Your answer should be the exact lines of the data below from the one containing "[point] green lawn" through the one containing "[point] white trim"; please include nothing else.

#### The data:
◇ ◇ ◇ ◇ ◇ ◇ ◇
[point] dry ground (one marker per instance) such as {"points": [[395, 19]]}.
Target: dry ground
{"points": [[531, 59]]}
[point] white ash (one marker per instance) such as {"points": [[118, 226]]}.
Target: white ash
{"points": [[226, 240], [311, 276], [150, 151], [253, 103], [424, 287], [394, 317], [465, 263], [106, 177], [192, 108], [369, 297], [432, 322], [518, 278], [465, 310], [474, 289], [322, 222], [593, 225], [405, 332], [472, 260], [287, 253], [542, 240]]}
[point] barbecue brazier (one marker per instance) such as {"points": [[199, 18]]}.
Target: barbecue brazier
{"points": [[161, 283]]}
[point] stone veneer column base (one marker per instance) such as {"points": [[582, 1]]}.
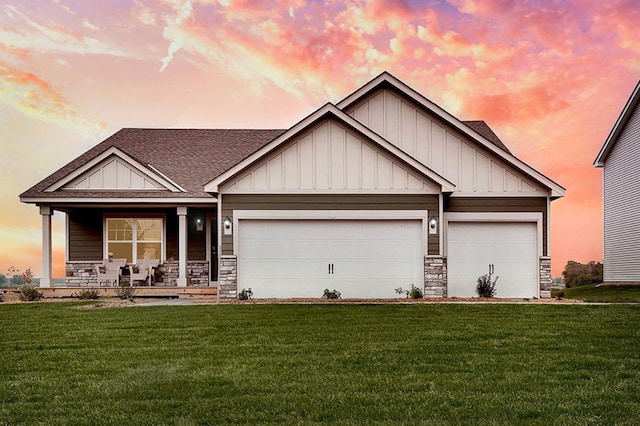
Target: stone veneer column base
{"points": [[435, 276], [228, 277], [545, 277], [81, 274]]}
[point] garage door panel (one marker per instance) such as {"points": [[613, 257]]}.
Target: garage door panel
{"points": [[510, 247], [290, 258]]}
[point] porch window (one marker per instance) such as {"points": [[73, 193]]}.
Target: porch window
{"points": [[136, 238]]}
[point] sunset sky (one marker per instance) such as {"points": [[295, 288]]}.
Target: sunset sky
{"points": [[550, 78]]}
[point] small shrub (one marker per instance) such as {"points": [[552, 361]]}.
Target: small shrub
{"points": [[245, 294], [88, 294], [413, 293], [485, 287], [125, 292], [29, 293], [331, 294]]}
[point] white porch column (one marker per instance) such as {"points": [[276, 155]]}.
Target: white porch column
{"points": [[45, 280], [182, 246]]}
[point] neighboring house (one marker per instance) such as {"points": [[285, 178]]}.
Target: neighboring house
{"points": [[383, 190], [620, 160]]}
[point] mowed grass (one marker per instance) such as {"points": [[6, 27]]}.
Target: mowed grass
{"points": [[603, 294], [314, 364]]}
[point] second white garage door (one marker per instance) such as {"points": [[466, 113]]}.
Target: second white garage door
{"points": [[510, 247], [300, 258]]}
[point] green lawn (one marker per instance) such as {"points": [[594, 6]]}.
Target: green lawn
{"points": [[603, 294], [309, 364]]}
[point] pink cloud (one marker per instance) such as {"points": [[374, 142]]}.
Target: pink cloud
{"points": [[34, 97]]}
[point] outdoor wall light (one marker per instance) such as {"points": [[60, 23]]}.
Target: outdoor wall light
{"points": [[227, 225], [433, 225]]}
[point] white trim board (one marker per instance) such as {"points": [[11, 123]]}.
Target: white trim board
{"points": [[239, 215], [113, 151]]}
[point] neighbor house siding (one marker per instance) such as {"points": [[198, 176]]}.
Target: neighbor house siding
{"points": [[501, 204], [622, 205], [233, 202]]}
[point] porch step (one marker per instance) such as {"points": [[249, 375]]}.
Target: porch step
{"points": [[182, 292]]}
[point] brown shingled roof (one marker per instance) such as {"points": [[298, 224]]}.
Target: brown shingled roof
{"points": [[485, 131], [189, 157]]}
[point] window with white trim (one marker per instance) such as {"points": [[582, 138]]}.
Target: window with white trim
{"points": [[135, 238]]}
◇ ◇ ◇ ◇ ◇ ◇ ◇
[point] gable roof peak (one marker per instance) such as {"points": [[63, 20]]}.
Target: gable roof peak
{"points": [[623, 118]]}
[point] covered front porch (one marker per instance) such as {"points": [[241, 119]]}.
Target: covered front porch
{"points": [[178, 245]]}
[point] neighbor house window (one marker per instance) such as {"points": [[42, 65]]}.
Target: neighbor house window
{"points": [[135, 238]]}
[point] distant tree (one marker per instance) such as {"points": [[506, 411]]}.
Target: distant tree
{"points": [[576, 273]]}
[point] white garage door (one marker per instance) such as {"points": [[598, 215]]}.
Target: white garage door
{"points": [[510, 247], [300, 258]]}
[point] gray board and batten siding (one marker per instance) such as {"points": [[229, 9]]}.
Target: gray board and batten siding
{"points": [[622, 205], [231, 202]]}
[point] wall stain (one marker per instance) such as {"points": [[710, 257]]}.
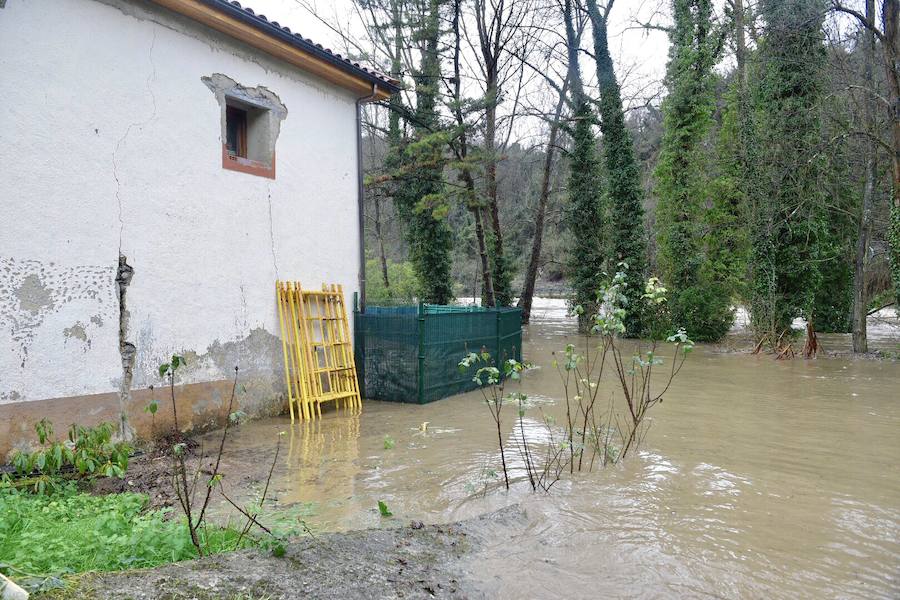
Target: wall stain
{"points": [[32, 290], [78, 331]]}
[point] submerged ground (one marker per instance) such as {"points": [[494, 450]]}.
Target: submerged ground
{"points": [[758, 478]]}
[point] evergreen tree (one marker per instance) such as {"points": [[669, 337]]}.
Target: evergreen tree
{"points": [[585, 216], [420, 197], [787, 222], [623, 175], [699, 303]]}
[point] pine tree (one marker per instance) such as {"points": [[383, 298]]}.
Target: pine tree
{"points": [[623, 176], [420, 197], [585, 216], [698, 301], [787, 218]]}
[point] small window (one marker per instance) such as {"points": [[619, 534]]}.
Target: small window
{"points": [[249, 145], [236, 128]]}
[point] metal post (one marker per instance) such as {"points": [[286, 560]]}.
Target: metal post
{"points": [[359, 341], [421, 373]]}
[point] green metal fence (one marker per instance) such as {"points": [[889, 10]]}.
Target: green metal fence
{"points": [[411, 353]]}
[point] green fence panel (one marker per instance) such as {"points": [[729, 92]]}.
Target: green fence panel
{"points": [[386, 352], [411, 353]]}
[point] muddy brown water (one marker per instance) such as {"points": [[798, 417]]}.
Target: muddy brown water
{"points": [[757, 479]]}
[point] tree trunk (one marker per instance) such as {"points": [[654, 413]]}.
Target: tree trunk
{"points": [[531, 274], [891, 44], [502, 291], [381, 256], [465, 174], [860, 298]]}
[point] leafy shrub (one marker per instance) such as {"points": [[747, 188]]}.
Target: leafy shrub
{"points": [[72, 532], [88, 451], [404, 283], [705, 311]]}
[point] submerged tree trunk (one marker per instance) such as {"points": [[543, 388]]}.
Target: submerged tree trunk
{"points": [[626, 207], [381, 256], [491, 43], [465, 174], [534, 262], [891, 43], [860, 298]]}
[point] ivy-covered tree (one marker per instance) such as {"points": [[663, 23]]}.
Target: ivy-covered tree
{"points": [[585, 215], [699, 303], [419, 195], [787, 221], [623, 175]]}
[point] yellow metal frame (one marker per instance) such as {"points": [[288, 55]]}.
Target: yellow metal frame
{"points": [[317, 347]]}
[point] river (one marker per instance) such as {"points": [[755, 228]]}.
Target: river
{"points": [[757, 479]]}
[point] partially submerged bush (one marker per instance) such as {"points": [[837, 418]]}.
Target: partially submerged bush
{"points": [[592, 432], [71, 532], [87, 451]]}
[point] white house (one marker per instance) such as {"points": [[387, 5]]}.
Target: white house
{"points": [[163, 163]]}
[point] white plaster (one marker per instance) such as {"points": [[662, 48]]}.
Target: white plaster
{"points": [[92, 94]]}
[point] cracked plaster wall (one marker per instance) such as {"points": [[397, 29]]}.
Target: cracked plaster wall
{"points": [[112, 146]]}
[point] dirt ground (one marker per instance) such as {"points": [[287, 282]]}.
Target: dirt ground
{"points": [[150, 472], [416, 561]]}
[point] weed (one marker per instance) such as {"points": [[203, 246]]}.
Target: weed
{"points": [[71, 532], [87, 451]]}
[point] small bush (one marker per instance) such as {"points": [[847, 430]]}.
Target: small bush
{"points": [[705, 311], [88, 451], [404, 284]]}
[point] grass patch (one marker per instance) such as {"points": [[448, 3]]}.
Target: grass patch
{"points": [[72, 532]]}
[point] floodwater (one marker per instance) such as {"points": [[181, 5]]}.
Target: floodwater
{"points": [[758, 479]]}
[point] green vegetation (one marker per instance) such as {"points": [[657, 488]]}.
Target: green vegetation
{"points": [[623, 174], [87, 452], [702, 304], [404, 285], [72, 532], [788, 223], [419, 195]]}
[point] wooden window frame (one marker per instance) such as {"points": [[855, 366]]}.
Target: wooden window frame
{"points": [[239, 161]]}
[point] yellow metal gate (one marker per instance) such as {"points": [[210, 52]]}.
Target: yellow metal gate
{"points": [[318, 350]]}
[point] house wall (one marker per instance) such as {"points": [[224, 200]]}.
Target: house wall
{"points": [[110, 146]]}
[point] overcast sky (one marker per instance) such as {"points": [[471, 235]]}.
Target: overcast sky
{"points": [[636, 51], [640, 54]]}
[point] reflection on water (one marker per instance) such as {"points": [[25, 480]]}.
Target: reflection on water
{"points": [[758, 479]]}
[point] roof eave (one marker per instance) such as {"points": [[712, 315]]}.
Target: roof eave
◇ ◇ ◇ ◇ ◇ ◇ ◇
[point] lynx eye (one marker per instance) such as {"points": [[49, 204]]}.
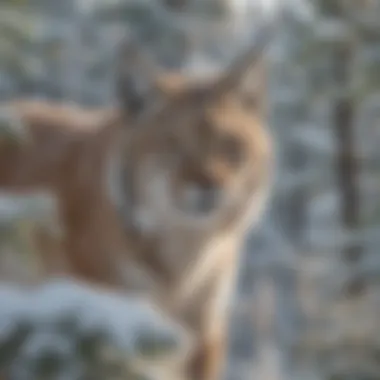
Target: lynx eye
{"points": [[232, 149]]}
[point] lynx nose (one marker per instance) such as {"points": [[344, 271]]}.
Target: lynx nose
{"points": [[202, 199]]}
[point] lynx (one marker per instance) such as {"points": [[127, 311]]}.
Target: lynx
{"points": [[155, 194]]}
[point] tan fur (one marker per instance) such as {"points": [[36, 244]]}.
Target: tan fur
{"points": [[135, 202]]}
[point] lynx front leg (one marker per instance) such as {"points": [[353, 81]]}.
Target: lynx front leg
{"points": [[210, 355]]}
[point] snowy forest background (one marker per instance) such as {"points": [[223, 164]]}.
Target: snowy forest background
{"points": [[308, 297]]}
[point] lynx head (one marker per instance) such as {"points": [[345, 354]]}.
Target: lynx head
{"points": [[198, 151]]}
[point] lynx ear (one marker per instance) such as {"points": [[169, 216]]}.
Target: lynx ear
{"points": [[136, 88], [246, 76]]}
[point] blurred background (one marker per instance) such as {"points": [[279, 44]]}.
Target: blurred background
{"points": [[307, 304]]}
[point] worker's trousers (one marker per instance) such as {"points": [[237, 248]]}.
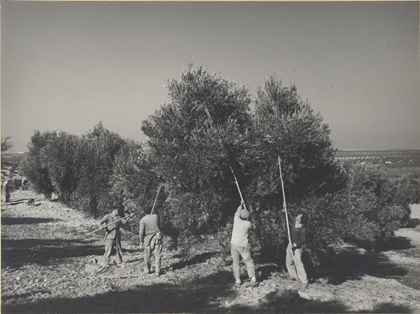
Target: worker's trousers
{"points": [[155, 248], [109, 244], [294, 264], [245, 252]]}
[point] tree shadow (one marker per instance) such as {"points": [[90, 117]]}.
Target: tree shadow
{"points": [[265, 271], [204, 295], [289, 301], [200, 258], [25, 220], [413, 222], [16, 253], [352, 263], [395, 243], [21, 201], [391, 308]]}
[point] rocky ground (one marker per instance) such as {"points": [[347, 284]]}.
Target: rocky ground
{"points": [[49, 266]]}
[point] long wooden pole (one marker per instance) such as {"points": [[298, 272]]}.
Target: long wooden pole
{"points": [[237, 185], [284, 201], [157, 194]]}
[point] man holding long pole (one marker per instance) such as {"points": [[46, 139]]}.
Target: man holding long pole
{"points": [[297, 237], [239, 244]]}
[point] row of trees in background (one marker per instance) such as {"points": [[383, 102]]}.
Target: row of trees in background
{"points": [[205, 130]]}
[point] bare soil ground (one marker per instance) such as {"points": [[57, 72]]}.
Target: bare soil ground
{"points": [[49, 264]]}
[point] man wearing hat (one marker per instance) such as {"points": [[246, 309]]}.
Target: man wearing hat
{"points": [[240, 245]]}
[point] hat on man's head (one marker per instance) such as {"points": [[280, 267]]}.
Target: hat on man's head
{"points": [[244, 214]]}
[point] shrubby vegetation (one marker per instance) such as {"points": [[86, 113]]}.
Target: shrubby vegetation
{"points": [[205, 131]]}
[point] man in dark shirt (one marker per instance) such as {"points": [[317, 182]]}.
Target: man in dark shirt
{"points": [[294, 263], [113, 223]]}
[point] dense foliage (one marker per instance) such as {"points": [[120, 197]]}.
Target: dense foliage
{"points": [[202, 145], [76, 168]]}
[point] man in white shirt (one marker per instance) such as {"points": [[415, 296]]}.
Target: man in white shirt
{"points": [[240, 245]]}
◇ ◇ ◇ ◇ ◇ ◇ ◇
#### Answer for this exercise:
[point] green lawn (one marker per instance) such as {"points": [[594, 6]]}.
Target: green lawn
{"points": [[603, 294], [309, 364]]}
[point] pink cloud (one marker per instance) such as {"points": [[374, 142]]}.
Target: pink cloud
{"points": [[34, 97]]}
[point] outdoor wall light (one marker per instance) such as {"points": [[60, 23]]}.
Target: outdoor wall light
{"points": [[227, 225], [433, 225]]}
[point] white trim board (one marker per instance) such as {"points": [[11, 123]]}.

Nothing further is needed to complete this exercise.